**Extract to read**

───

Many people today do not realize, though, that there’s a modern version of Descartes’ mistaken dichotomy. Just as he erroneously believed the mind was distinct from the brain, some scientists have mistakenly conceived of the brain as distinct from the body. Much of the early research in artificial intelligence, for instance, modeled the brain as a computer, seeking to replicate mental life as information processing, converting inputs to outputs by logical rules. But even if such a machine could duplicate the circuitry of the brain, it would be missing essential peripheral input from an attached body. Actual intelligence requires both body and brain, as the neurologist Antonio Damasio pointed out in his 1994 book, Descartes’ Error.
“Mental activity, from its simplest aspects to its most sublime, requires both brain and body proper,” Damasio wrote.
That is why the brain is wired to various body parts by a peripheral nervous system. It’s not just for the brain to send messages telling the body how to move; the body also sends messages back, e-mailing the brain directly via electrical signaling along nerve fibers. And slower supplemental communication (sort of like snail mail) consists of chemicals that travel from the body to the brain via the bloodstream.
“I am not saying that the mind is in the body,” Damasio emphasized. “I am saying that the body contributes more than life support and modulatory effects to the brain. It contributes a content that is part and parcel of the workings of the normal mind.”
Consequently, efforts to mimic human intelligence must keep in mind that the mind and brain require a body. What’s true for real brains should also constrain artificial ones. Otherwise efforts to create artificial intelligence in computers or robots are doomed.
“What we now call cognition or intelligence (and the brain, its physical ‘substrate’) has always evolved as part of a complete organism that had to survive and reproduce in the real world,” Rolf Pfeifer and colleagues write in the August issue of Trends in Cognitive Sciences.
Interactions of the brain, body and environment govern both the evolution of intelligent species and the development and growth of individual organisms. “We have to investigate how brain, body, and environment interact to understand brain-body coevolution,” argue Pfeifer, of the University of Zurich in Switzerland, and coauthors Fumiya Iida and Max Lungarella. But the details of these processes have been left largely unexplored.

───

**Work to complete**
Please extend the passage on why intelligence needs a body, picking up after its last sentence. The data has no connection to the passage on why intelligence needs a body.

───

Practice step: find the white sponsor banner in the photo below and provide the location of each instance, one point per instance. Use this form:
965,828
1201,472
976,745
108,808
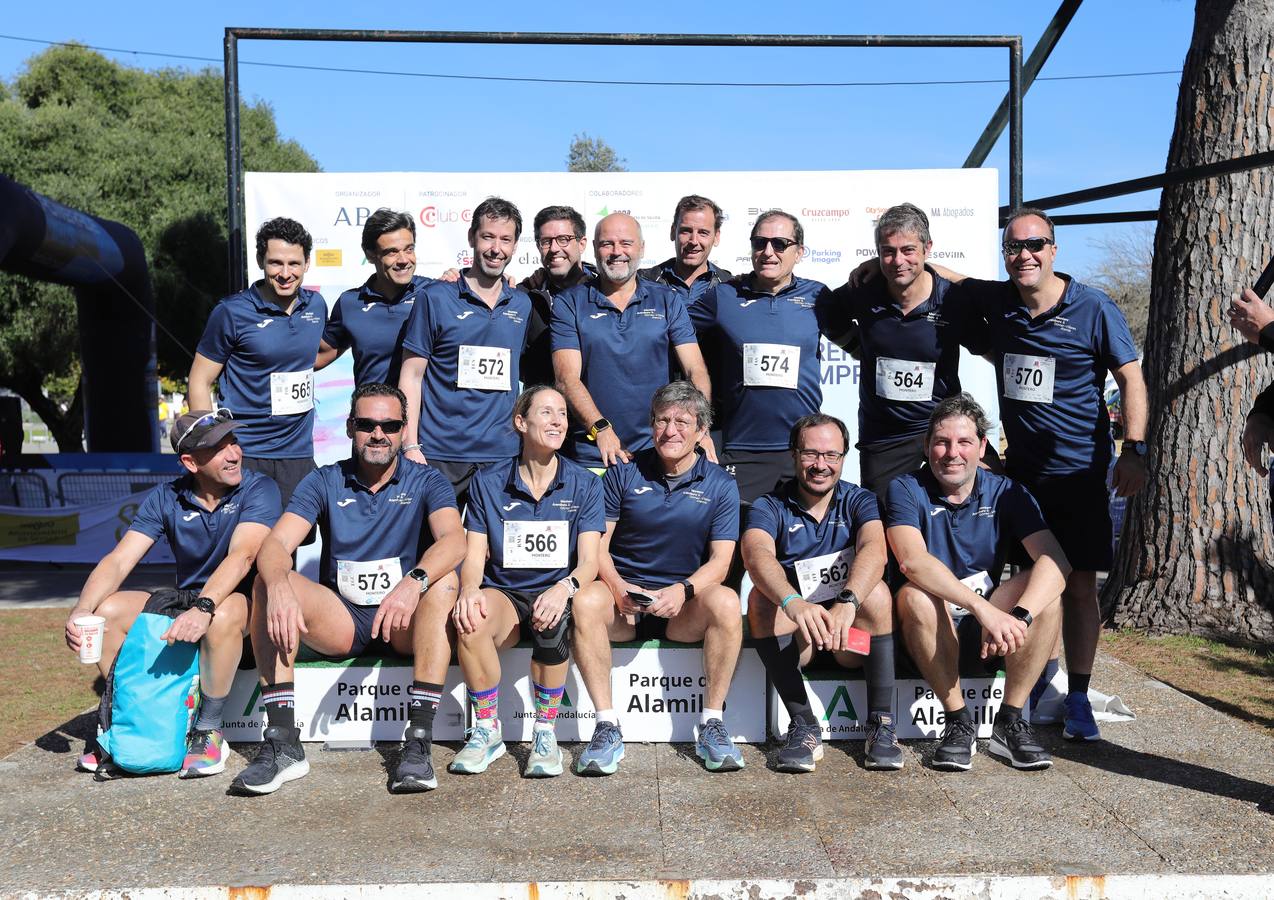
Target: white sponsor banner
73,533
837,209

───

**Exercise result**
“Although there seems to be increasing agreement that the body plays an essential role in cognition,” they write, “there has been relatively little work on detailing what the connection between brain and body looks like, how it shapes and drives our actions, and how it manifests itself in brain processing and behavior.”
Pfeifer and collaborators, all artificial intelligence researchers, believe research in robotics may prove helpful in unraveling the ways embodiment influences intelligence in real brains. But those robots need to recognize that it’s not just a matter of a brain communicating with limbs and organs. Shape, form, and the materials that a body is made of are crucial elements in understanding the embodiment-intelligence connection. In particular, real bodies, unlike computers, are largely made of “soft” materials. (Your skeleton provides only 15 percent or less of your body weight.) The deformability of muscles and skin control much of the brain’s input, enabling you to maintain balance while walking or judge the shape of objects you touch or grasp.
“It is as if the brain were outsourcing some of the control — or computation — to morphology and materials,” the researchers write.
In recent years, artificial intelligence experts have developed a field called “soft robotics” in which flexible materials replace some of the old-style rigidity of metallic robots. Such robots have demonstrated interesting skills, but not yet anything like human brainpower.
“What has been missing so far is an understanding of the relation of soft robotics to cognition and intelligence,” Pfeifer and coauthors suggest.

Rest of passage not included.